■ BRIEF: Please rewrite the records with "thickest" changed to "widest", leaving everything else as it is.

Dataset excerpt

# # # # # # #

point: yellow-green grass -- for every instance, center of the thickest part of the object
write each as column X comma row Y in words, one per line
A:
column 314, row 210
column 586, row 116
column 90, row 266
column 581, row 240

# # # # # # #

■ RESULT OF THIS TASK:
point: yellow-green grass -- for every instance, center of the widest part of the object
write each as column X comma row Y in words, one per line
A:
column 314, row 210
column 586, row 116
column 90, row 266
column 581, row 240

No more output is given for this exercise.